# Task to complete
Gather each line of the records below that contains the word "shadow". Case matters.

[Items stored from a collection]

------------------------------------------------

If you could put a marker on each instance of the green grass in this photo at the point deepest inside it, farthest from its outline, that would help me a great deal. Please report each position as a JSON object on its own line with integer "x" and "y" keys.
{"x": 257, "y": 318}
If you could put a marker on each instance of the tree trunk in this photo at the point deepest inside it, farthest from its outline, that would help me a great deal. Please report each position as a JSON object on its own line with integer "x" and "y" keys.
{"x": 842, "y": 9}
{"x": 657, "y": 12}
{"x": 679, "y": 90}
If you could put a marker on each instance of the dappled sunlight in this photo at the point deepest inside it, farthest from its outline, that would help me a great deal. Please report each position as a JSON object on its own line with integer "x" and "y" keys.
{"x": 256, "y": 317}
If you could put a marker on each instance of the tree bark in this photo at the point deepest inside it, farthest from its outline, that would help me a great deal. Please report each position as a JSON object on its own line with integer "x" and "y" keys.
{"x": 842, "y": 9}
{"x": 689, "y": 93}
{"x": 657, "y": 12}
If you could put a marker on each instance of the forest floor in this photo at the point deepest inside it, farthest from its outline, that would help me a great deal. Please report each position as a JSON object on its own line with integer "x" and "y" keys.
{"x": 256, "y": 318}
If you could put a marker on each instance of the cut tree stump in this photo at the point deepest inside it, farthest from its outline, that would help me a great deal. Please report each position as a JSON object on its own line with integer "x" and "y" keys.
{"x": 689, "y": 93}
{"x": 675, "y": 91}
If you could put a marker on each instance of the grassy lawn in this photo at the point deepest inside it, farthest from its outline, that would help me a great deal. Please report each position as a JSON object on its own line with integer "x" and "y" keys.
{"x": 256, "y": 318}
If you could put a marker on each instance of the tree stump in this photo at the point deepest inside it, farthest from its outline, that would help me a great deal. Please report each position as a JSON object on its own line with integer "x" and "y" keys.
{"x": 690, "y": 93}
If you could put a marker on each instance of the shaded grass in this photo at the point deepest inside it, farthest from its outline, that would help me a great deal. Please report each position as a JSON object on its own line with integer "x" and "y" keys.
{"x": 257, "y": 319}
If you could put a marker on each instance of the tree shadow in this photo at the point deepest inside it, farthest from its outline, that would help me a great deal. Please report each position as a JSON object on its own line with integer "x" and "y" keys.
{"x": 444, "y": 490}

------------------------------------------------

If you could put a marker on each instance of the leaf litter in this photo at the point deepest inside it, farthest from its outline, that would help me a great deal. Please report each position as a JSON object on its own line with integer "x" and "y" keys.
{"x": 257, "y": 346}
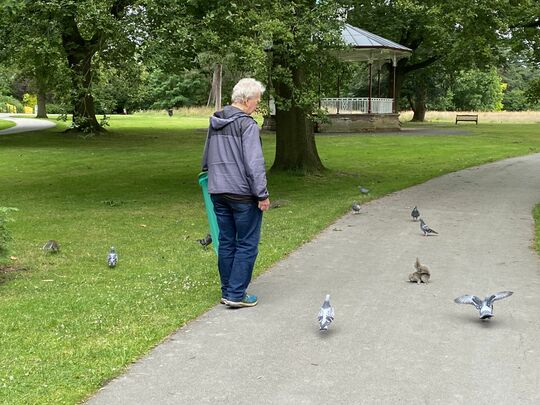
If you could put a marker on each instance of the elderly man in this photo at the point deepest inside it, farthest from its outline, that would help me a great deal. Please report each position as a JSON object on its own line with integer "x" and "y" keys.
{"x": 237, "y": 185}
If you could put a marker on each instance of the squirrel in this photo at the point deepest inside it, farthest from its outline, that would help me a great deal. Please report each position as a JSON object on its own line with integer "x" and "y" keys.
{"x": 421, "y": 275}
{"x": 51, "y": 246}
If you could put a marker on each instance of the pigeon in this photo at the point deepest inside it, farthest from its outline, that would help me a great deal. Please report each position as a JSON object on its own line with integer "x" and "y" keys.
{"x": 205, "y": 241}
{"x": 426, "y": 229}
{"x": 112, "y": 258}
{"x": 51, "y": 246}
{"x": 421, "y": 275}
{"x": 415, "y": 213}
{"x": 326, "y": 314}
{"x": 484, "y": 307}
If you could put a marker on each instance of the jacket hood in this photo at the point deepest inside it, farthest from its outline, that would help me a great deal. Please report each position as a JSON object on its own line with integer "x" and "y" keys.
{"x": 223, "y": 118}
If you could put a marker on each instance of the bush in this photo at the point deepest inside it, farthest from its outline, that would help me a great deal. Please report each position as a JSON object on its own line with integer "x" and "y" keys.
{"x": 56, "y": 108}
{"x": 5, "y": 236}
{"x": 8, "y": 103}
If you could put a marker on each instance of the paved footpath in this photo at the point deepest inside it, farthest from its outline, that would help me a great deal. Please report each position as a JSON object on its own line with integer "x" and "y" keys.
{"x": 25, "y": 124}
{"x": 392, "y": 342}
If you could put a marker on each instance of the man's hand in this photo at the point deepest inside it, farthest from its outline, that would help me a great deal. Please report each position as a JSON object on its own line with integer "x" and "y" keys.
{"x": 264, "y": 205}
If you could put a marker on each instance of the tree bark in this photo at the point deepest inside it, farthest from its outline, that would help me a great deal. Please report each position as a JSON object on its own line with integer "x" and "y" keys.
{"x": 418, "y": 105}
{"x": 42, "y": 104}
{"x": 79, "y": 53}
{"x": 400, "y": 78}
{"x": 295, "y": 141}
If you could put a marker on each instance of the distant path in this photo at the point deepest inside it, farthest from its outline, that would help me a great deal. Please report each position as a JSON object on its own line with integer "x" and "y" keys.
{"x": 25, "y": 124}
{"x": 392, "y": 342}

------------------------------------------------

# Correct result
If you could put a marker on each instance of the tree shadow in this photo at the point deepest inside it, farthest from its outline, that would help me a great deal. Please report each position as a JSON object on its own line with integer "x" and "y" keys.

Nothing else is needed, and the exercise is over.